Reproduce the listing below without any change.

Start of Items

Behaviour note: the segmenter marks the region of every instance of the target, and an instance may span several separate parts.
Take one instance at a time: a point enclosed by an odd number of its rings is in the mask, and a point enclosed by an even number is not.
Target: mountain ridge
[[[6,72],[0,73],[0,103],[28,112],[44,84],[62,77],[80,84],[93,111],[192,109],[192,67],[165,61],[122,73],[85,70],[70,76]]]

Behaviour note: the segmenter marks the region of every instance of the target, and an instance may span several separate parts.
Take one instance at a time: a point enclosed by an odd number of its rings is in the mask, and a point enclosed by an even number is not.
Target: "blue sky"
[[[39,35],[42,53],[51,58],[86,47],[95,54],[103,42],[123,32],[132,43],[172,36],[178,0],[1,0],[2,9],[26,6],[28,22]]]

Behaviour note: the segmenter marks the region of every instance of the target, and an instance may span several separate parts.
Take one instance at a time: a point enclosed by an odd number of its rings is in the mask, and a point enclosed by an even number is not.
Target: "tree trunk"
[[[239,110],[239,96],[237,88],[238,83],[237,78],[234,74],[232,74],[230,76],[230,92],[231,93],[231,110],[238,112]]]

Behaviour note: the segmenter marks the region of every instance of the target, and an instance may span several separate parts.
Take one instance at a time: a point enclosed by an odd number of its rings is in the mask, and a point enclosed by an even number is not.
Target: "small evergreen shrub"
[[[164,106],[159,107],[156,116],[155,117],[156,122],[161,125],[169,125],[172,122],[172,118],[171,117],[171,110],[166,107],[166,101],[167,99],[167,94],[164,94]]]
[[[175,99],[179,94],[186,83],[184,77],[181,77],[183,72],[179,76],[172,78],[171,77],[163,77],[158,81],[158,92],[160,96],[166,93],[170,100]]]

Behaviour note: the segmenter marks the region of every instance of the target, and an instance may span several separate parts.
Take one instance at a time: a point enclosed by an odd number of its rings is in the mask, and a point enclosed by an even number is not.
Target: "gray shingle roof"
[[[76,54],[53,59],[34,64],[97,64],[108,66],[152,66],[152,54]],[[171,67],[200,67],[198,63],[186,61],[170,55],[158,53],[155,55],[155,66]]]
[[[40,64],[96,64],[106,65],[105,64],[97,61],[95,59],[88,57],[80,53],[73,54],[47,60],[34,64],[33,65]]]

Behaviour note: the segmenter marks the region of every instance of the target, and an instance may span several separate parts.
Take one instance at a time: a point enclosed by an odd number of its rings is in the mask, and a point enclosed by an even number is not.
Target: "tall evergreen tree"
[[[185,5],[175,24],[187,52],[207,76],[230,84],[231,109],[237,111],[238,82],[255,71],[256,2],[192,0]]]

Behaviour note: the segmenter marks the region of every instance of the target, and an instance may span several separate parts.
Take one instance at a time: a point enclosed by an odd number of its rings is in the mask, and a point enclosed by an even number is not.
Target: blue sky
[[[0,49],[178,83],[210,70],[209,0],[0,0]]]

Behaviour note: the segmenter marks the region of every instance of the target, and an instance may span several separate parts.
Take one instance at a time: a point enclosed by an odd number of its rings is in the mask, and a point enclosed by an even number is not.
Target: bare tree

End of Items

[Solution]:
Behaviour note: the segmenter marks the region of every instance of the target, and an instance may span several separate parts.
Take one instance at a time: a point enclosed by an odd number of its rings is in the mask, and a point enclosed by an even number is not.
Target: mountain ridge
[[[6,72],[0,73],[0,103],[28,112],[44,84],[62,77],[80,84],[93,111],[192,109],[192,67],[165,61],[122,73],[85,70],[70,76]]]

Behaviour note: the segmenter marks the region of every instance of the target, and an instance may span several separate parts.
Take one instance at a time: a point enclosed by an odd number of its rings is in the mask, and a point enclosed by an even number is not.
Target: "blue sky"
[[[39,35],[42,53],[51,58],[86,47],[95,54],[103,42],[123,32],[132,43],[172,36],[178,0],[1,0],[2,9],[26,6],[28,22]]]

Behaviour note: the segmenter marks the region of every instance of the target, and an instance may span several separate parts.
Take one instance at a time: a point enclosed by an odd number of its rings is in the mask, and a point enclosed by an even number is not.
Target: "tree trunk"
[[[239,110],[239,96],[237,88],[238,83],[237,78],[234,74],[232,74],[230,76],[230,92],[231,93],[231,110],[238,112]]]

Behaviour note: the segmenter marks the region of every instance of the target, and an instance may span several separate parts.
Take one instance at a time: a point enclosed by an odd number of its rings is in the mask, and a point enclosed by an even number is not.
Target: "small evergreen shrub"
[[[164,106],[159,107],[156,116],[155,117],[156,122],[161,125],[169,125],[172,122],[172,118],[171,117],[171,110],[166,107],[166,101],[167,99],[167,94],[164,94]]]
[[[175,99],[179,94],[186,83],[184,77],[181,77],[183,72],[179,76],[172,78],[171,77],[163,77],[158,81],[158,92],[160,96],[166,93],[170,100]]]

Behaviour note: the segmenter marks the region of every instance of the target, and an instance may span several separate parts.
Take one instance at a time: a point enclosed by an odd number of its rings is in the mask, and a point enclosed by an even number is not.
Target: "gray shingle roof"
[[[76,54],[53,59],[34,64],[97,64],[108,66],[152,66],[152,54]],[[171,67],[200,67],[198,63],[186,61],[170,55],[158,53],[155,55],[155,66]]]
[[[40,64],[96,64],[106,65],[105,64],[97,61],[95,59],[88,57],[80,53],[73,54],[47,60],[34,64],[33,65]]]

Behaviour note: the segmenter marks the region of every instance of the target, and an instance may span several separate parts.
Take one instance at a time: a point enclosed by an odd number of its rings is in the mask, and a point enclosed by an even number is not.
Target: "tall evergreen tree"
[[[185,5],[175,24],[187,52],[207,76],[230,84],[231,109],[237,111],[238,82],[255,71],[256,2],[192,0]]]

Behaviour note: the segmenter marks the region of every instance of the target, and an instance may span several separate parts.
Take one instance at a time: a point enclosed by an odd number of its rings is in the mask, and a point enclosed by an even number is not.
Target: blue sky
[[[0,49],[178,83],[210,70],[209,0],[0,0]]]

Behaviour note: the segmenter marks the region of every instance of the target, and an instance may span several separate parts.
Take one instance at a time: a point enclosed by an odd number of its rings is in the mask, and a point enclosed by an even number is not.
Target: bare tree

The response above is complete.